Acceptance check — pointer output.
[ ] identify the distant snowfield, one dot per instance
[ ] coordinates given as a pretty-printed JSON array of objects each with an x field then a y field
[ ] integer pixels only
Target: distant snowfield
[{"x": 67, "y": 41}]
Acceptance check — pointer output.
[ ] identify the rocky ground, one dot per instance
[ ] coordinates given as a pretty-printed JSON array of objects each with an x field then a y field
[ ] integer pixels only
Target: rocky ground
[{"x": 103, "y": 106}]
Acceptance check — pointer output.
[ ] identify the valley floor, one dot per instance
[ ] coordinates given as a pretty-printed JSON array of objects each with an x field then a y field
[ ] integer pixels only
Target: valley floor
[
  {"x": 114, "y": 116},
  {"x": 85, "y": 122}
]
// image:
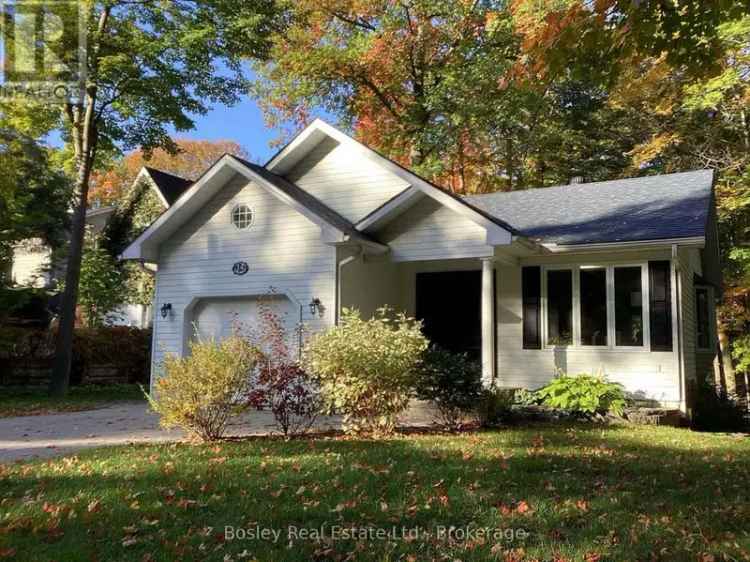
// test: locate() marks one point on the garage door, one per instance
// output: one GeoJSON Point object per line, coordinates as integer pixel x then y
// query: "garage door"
{"type": "Point", "coordinates": [218, 318]}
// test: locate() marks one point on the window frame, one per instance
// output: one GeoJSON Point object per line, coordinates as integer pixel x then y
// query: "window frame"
{"type": "Point", "coordinates": [709, 317]}
{"type": "Point", "coordinates": [545, 308]}
{"type": "Point", "coordinates": [235, 208]}
{"type": "Point", "coordinates": [611, 326]}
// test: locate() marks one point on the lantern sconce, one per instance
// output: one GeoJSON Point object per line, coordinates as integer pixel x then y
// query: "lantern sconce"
{"type": "Point", "coordinates": [166, 309]}
{"type": "Point", "coordinates": [316, 307]}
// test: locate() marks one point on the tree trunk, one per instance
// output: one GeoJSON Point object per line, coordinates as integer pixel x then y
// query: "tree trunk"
{"type": "Point", "coordinates": [726, 361]}
{"type": "Point", "coordinates": [60, 379]}
{"type": "Point", "coordinates": [85, 135]}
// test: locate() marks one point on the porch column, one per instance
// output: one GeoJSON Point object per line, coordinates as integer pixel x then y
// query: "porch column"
{"type": "Point", "coordinates": [488, 321]}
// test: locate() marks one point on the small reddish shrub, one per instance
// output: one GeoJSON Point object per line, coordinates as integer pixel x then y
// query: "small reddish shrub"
{"type": "Point", "coordinates": [281, 384]}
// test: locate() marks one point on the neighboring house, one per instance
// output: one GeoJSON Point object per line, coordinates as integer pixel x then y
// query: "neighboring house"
{"type": "Point", "coordinates": [32, 259]}
{"type": "Point", "coordinates": [617, 277]}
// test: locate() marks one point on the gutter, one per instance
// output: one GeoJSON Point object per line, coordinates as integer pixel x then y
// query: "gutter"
{"type": "Point", "coordinates": [339, 268]}
{"type": "Point", "coordinates": [695, 241]}
{"type": "Point", "coordinates": [678, 335]}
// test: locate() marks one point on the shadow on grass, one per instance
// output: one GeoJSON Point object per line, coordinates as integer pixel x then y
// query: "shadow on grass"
{"type": "Point", "coordinates": [575, 490]}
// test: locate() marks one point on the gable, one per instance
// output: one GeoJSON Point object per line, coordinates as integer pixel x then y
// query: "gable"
{"type": "Point", "coordinates": [429, 230]}
{"type": "Point", "coordinates": [278, 236]}
{"type": "Point", "coordinates": [340, 177]}
{"type": "Point", "coordinates": [332, 227]}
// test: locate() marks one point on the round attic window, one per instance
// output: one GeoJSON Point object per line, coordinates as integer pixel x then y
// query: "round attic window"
{"type": "Point", "coordinates": [242, 216]}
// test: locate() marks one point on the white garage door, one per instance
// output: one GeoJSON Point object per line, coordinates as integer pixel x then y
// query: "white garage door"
{"type": "Point", "coordinates": [219, 318]}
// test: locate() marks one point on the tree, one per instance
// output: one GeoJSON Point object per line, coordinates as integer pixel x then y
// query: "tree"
{"type": "Point", "coordinates": [444, 87]}
{"type": "Point", "coordinates": [101, 286]}
{"type": "Point", "coordinates": [149, 64]}
{"type": "Point", "coordinates": [33, 195]}
{"type": "Point", "coordinates": [416, 80]}
{"type": "Point", "coordinates": [189, 160]}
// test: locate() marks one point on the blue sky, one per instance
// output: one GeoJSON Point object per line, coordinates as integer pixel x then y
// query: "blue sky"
{"type": "Point", "coordinates": [242, 123]}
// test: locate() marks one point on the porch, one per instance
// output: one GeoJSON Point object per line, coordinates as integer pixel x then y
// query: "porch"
{"type": "Point", "coordinates": [454, 298]}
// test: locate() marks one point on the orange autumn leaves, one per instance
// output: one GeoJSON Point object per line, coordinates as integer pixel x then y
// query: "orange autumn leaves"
{"type": "Point", "coordinates": [191, 160]}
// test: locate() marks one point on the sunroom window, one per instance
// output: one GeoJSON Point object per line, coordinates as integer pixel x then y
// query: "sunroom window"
{"type": "Point", "coordinates": [606, 306]}
{"type": "Point", "coordinates": [593, 288]}
{"type": "Point", "coordinates": [628, 306]}
{"type": "Point", "coordinates": [560, 307]}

What is expected:
Copy the entries exactly. Leave out the images.

Exercise output:
Acceptance check — pointer output.
[ ] identify the distant snowfield, one dot per instance
[ ] coordinates given as a pretty-printed JSON array of objects each with an x field then a y field
[ ] integer pixels only
Target: distant snowfield
[{"x": 67, "y": 41}]
Acceptance check — pointer output.
[ ] identify the rocky ground, one dot per instance
[ ] coordinates given as a pretty-printed JSON array of objects each with an x field then a y field
[ ] integer pixels only
Target: rocky ground
[{"x": 103, "y": 106}]
Acceptance check — pointer output.
[ ] identify the valley floor, one dot per instance
[ ] coordinates given as a pretty-printed JSON array of objects each with an x field then a y field
[ ] integer pixels only
Target: valley floor
[
  {"x": 114, "y": 116},
  {"x": 85, "y": 122}
]
// image:
// test: locate() marks one point on the garage door, one per instance
// output: one GeoJSON Point object per line, coordinates as integer pixel x then y
// query: "garage door"
{"type": "Point", "coordinates": [218, 318]}
// test: locate() marks one point on the window frame, one per instance
// output: one GeoJSON Point object per line, coordinates as integer pixel x then y
// query: "window frame"
{"type": "Point", "coordinates": [709, 317]}
{"type": "Point", "coordinates": [545, 308]}
{"type": "Point", "coordinates": [235, 208]}
{"type": "Point", "coordinates": [611, 326]}
// test: locate() marks one point on the lantern sconce, one per instance
// output: one GeoJSON Point object per line, coordinates as integer pixel x then y
// query: "lantern sconce"
{"type": "Point", "coordinates": [166, 309]}
{"type": "Point", "coordinates": [316, 307]}
// test: locate() marks one point on the tree trunk, one per instance
// output: one GeoJSON Point object per line, coordinates as integer pixel x then y
// query: "tree trunk"
{"type": "Point", "coordinates": [726, 361]}
{"type": "Point", "coordinates": [60, 379]}
{"type": "Point", "coordinates": [85, 135]}
// test: locate() marks one point on the porch column, one per instance
// output: one GeoJSON Point object per line, coordinates as integer pixel x then y
// query: "porch column"
{"type": "Point", "coordinates": [488, 321]}
// test: locate() marks one point on the small reddish shrub, one per instance
// output: one GeoJSON Point object per line, coordinates as integer pixel x then y
// query: "small reddish shrub"
{"type": "Point", "coordinates": [281, 384]}
// test: locate() marks one point on the neighboring house, one per instance
// output: one GeoJSON Point object per line, coordinates as integer pixel x then y
// query: "neighboring house"
{"type": "Point", "coordinates": [32, 259]}
{"type": "Point", "coordinates": [617, 277]}
// test: locate() marks one point on the gutter, one per instance
// output: one GeoJSON Point object per line, coordinates as integer pixel x then y
// query: "gutter"
{"type": "Point", "coordinates": [339, 268]}
{"type": "Point", "coordinates": [695, 241]}
{"type": "Point", "coordinates": [678, 335]}
// test: locate() marks one point on the shadow on grass, one per instance
// output: one GeoJSON Point object per line, coordinates as integer pixel x then y
// query: "shadow on grass"
{"type": "Point", "coordinates": [575, 490]}
// test: locate() marks one point on the gable, one per instance
// output: one GeoJSON Point object per line, coordinates as integer pixel x then y
// query: "gable"
{"type": "Point", "coordinates": [429, 230]}
{"type": "Point", "coordinates": [278, 236]}
{"type": "Point", "coordinates": [340, 177]}
{"type": "Point", "coordinates": [332, 227]}
// test: locate() marks one point on the round attic window, one per instance
// output: one GeoJSON Point object per line, coordinates as integer pixel x then y
// query: "round attic window"
{"type": "Point", "coordinates": [242, 216]}
// test: locate() marks one point on the white garage door, one per instance
// output: one GeoJSON Point object per line, coordinates as integer pixel x then y
// query: "white garage door"
{"type": "Point", "coordinates": [219, 318]}
// test: locate() marks one point on the tree, one per instance
// output: one GeoJSON Point object per line, coordinates as integer pixel x then y
// query: "tree"
{"type": "Point", "coordinates": [444, 87]}
{"type": "Point", "coordinates": [101, 286]}
{"type": "Point", "coordinates": [149, 64]}
{"type": "Point", "coordinates": [33, 195]}
{"type": "Point", "coordinates": [416, 80]}
{"type": "Point", "coordinates": [189, 160]}
// test: locate() marks one point on the blue sky, one per instance
// output: one GeoJSON Point object per line, coordinates as integer pixel x then y
// query: "blue sky"
{"type": "Point", "coordinates": [242, 123]}
// test: locate() marks one point on the porch, one per instance
// output: one GeoJSON Point object per line, coordinates as integer pixel x then y
// query: "porch"
{"type": "Point", "coordinates": [454, 298]}
// test: locate() marks one point on the orange autumn leaves, one per instance
// output: one GeoJSON Point object per line, coordinates as integer pixel x then y
// query: "orange autumn leaves"
{"type": "Point", "coordinates": [191, 160]}
// test: locate() marks one point on the sunroom window, one per instance
// output: one GeoJSON Point object per line, coordinates as integer pixel x then y
// query: "sunroom window"
{"type": "Point", "coordinates": [606, 306]}
{"type": "Point", "coordinates": [593, 288]}
{"type": "Point", "coordinates": [628, 306]}
{"type": "Point", "coordinates": [560, 307]}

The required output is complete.